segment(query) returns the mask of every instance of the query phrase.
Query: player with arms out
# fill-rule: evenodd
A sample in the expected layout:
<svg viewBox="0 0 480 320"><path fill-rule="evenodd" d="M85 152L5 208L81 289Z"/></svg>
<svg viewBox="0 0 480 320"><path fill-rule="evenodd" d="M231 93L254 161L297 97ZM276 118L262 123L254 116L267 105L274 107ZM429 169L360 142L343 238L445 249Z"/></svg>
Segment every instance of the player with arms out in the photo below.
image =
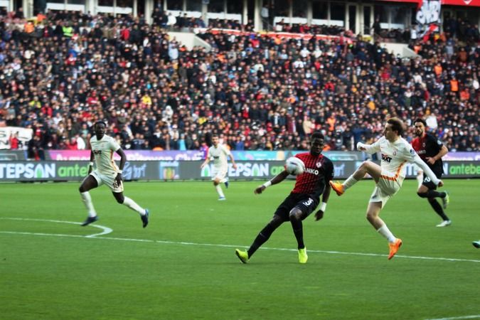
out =
<svg viewBox="0 0 480 320"><path fill-rule="evenodd" d="M322 203L315 214L315 220L322 218L330 196L329 182L334 178L334 164L321 154L324 140L321 133L314 132L311 135L310 151L295 156L305 164L305 171L297 176L293 191L278 206L270 222L257 235L248 250L235 250L235 253L242 262L247 263L255 251L268 240L272 233L283 223L289 220L297 238L299 262L306 263L308 255L304 243L302 221L315 210L320 202L320 195L323 193ZM257 187L255 193L261 194L265 188L279 183L288 176L288 172L284 170L272 180Z"/></svg>
<svg viewBox="0 0 480 320"><path fill-rule="evenodd" d="M228 188L228 162L227 157L230 158L232 161L232 166L233 169L237 169L237 164L235 163L235 159L232 153L225 146L220 144L220 138L218 134L212 136L213 146L208 148L208 153L206 159L203 163L200 166L201 169L203 169L205 166L208 164L210 159L213 159L213 169L212 170L212 181L213 181L213 186L218 193L218 201L222 201L226 200L223 191L220 183L225 183L225 186Z"/></svg>
<svg viewBox="0 0 480 320"><path fill-rule="evenodd" d="M435 186L442 186L439 180L428 166L422 161L412 146L402 138L403 122L397 118L390 118L383 130L383 137L372 144L357 144L357 149L369 154L380 152L380 165L366 161L343 183L330 182L337 195L343 193L368 174L375 180L375 188L370 198L367 208L367 219L375 229L388 240L390 252L388 259L397 253L402 240L395 238L380 218L380 213L385 203L398 192L405 177L405 164L415 163L430 178Z"/></svg>
<svg viewBox="0 0 480 320"><path fill-rule="evenodd" d="M82 200L88 211L88 218L82 223L82 225L90 225L98 220L88 191L102 184L106 184L112 190L117 202L139 213L143 227L146 227L149 224L149 210L142 208L135 201L123 195L122 170L127 161L125 153L114 139L105 134L107 128L105 122L98 121L95 122L93 127L95 135L90 139L92 151L88 176L83 180L79 188ZM114 151L120 156L119 169L113 160ZM93 170L94 159L97 167L95 170Z"/></svg>
<svg viewBox="0 0 480 320"><path fill-rule="evenodd" d="M441 141L433 135L425 132L427 122L423 119L416 119L413 122L415 128L415 136L412 141L412 146L417 154L422 158L427 165L432 169L439 179L443 174L443 163L442 157L448 153L448 149L444 146ZM452 221L444 212L450 201L448 191L438 192L435 186L430 178L425 174L423 182L418 188L417 194L420 198L427 198L433 210L439 215L443 221L437 225L437 227L447 227L452 224ZM435 198L442 198L442 206L438 203ZM442 208L443 206L443 208Z"/></svg>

*Task description:*
Pictures are to be left out; all else in the entries above is to be quoted exactly.

*Solution to this exercise:*
segment(query) returns the mask of every instance of the query phrase.
Query: player with arms out
# fill-rule: evenodd
A sample in the expected layout:
<svg viewBox="0 0 480 320"><path fill-rule="evenodd" d="M85 152L5 208L81 289Z"/></svg>
<svg viewBox="0 0 480 320"><path fill-rule="evenodd" d="M231 93L254 161L297 97ZM276 118L262 123L254 116L267 105L274 107ZM429 169L360 142L343 238L445 249Z"/></svg>
Segment every instance of the player with arms out in the photo below.
image =
out =
<svg viewBox="0 0 480 320"><path fill-rule="evenodd" d="M322 203L315 214L315 220L322 218L330 196L329 182L334 178L334 164L321 154L324 140L321 133L314 132L311 135L310 151L295 156L305 164L305 171L297 176L293 191L278 206L270 222L257 235L248 250L235 250L235 253L242 262L247 263L255 251L268 240L272 233L283 223L289 220L297 238L299 262L306 263L308 255L304 243L302 221L315 210L320 202L320 195L323 193ZM257 187L255 193L261 194L265 188L279 183L288 176L288 172L284 170L272 180Z"/></svg>
<svg viewBox="0 0 480 320"><path fill-rule="evenodd" d="M228 188L228 162L227 157L230 158L232 161L232 166L233 169L237 169L237 164L235 163L235 159L232 153L225 146L220 144L220 138L218 134L212 136L213 146L208 148L208 153L206 159L203 163L200 166L201 169L203 169L205 166L208 164L210 159L213 159L213 169L212 170L212 181L213 181L213 186L218 193L218 201L222 201L226 200L223 191L220 183L225 183L225 186Z"/></svg>
<svg viewBox="0 0 480 320"><path fill-rule="evenodd" d="M435 186L442 186L439 180L428 166L422 161L412 146L402 138L403 122L397 118L390 118L383 130L383 137L372 144L357 144L357 149L369 154L380 152L380 165L366 161L343 183L330 182L337 195L343 193L368 174L375 180L375 188L370 198L367 208L367 219L375 229L388 240L390 252L388 259L397 253L402 240L395 238L380 218L380 213L385 203L398 192L405 177L405 164L415 163L430 178Z"/></svg>
<svg viewBox="0 0 480 320"><path fill-rule="evenodd" d="M82 200L88 211L88 218L82 223L82 225L90 225L98 220L88 191L102 184L106 184L112 190L117 202L139 213L143 227L146 227L149 224L149 210L142 208L135 201L123 195L122 170L127 161L125 153L114 139L105 134L107 128L105 122L98 121L95 122L93 127L95 135L90 139L92 151L88 176L83 180L79 188ZM114 151L120 156L119 169L113 160ZM93 170L94 159L97 167L95 170Z"/></svg>
<svg viewBox="0 0 480 320"><path fill-rule="evenodd" d="M441 141L433 135L425 132L427 122L423 119L416 119L413 122L415 128L415 136L412 141L412 146L417 154L422 158L427 165L432 169L439 179L443 174L443 163L442 157L448 153L448 149L444 146ZM452 221L444 212L450 201L448 191L438 192L435 186L430 178L425 174L423 182L418 188L417 194L420 198L427 198L433 210L439 215L443 221L437 225L437 227L447 227L452 224ZM435 198L442 198L442 206L438 203ZM442 208L443 206L443 208Z"/></svg>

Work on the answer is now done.